_PAGE EXTRACT_.
Afternoons for Tuesday 28 May 2024
1:15 Safety and etiquette for dogs at work
Around 76 dog incidents happen each day in New Zealand requiring medical attention, according to ACC data.
That's a total of 28,000 incidents annually, costing almost $30 million dollars.
The Dog Safe Workplace helps reduce the number of incidents and protects workers who may come into contact with dogs.
Company director Jo Clough dropped by our Auckland studio to offer some safety advice.
1:25 Why Chinese migrants change their names when they move to a new country
Names are a vital part of our identity. They're the first sounds we learn to recognise. And they carry cultural, familial and historical connections.
We often have multiple layers of names and nicknames for different groups and situations.
But increasingly many given those as a child are choosing - when they grow up - to revert back to their Chinese names.
Waikato times reporter Ke Xin - went through 5 names before coming back to her Chinese name. She speaks to Jesse about the phenomenon and cultural expectations.
1:35 Baby food pouches not providing enough nutritional value
Baby food pouches could be providing our little ones with very little nutritional value, according to new research.
A team of University of Otago researchers, whose study has been published in The American Journal of Clinical Nutrition, set out to determine the nutrients pouches are providing babies.
The team looked specifically at commercial baby foods such as food in jars, baby rice, and baby snacks.
Ioanna Katiforis is PhD candidate in the Department of Human Nutrition at University of Otago, was involved in the study.
She joins Jesse on the line from Otago.
1:45 Tech Tuesday with Tim Warren
Today Tim talks to Jesse about how AI will change jobs and careers.
2:10 Book Critic: Claire Mabey
Today Claire talks to Jesse about two very different memoirs, First Things by Harry Ricketts and Splinters by Leslie Jamison. She also talks about Jane Arthur's children's novel Brown Bird.
2:20 Update on Oz with Brad Foster
Brad Foster reports on the search for a mum and newborn baby in Sydney after evidence of a birth on the banks of a river in Sydney's south west were found by a man walking in the area late on Monday.

_EXERCISE INSTRUCTIONS_.
[A] According to the Afternoons program page, about how many dog incidents requiring medical attention happen each day in New Zealand?
[B] Duplicate the Afternoons program page word for word from "Company director Jo" up to and including "to new research.".
The listing comes from a separate source unrelated to the Afternoons program page.

_MATERIAL SUPPLIED_.
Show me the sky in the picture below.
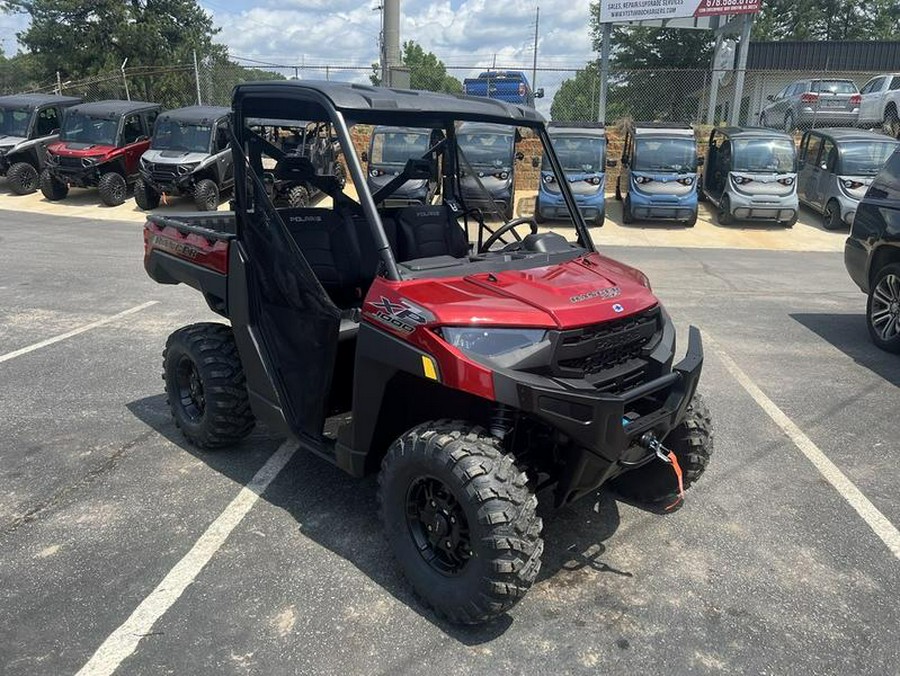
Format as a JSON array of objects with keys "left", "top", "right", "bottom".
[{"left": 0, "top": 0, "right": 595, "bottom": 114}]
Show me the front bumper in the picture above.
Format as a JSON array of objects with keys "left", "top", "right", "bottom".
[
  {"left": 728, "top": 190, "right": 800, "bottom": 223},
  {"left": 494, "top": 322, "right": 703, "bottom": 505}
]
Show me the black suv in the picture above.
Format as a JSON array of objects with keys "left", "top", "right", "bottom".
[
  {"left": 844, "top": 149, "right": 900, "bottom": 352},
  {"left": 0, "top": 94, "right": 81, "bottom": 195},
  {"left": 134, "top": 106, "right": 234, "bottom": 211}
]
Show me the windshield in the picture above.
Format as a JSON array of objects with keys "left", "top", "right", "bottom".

_ANSWER SECTION_.
[A] Around 76 a day, according to ACC data.

[B]
Company director Jo Clough dropped by our Auckland studio to offer some safety advice.
1:25 Why Chinese migrants change their names when they move to a new country
Names are a vital part of our identity. They're the first sounds we learn to recognise. And they carry cultural, familial and historical connections.
We often have multiple layers of names and nicknames for different groups and situations.
But increasingly many given those as a child are choosing - when they grow up - to revert back to their Chinese names.
Waikato times reporter Ke Xin - went through 5 names before coming back to her Chinese name. She speaks to Jesse about the phenomenon and cultural expectations.
1:35 Baby food pouches not providing enough nutritional value
Baby food pouches could be providing our little ones with very little nutritional value, according to new research.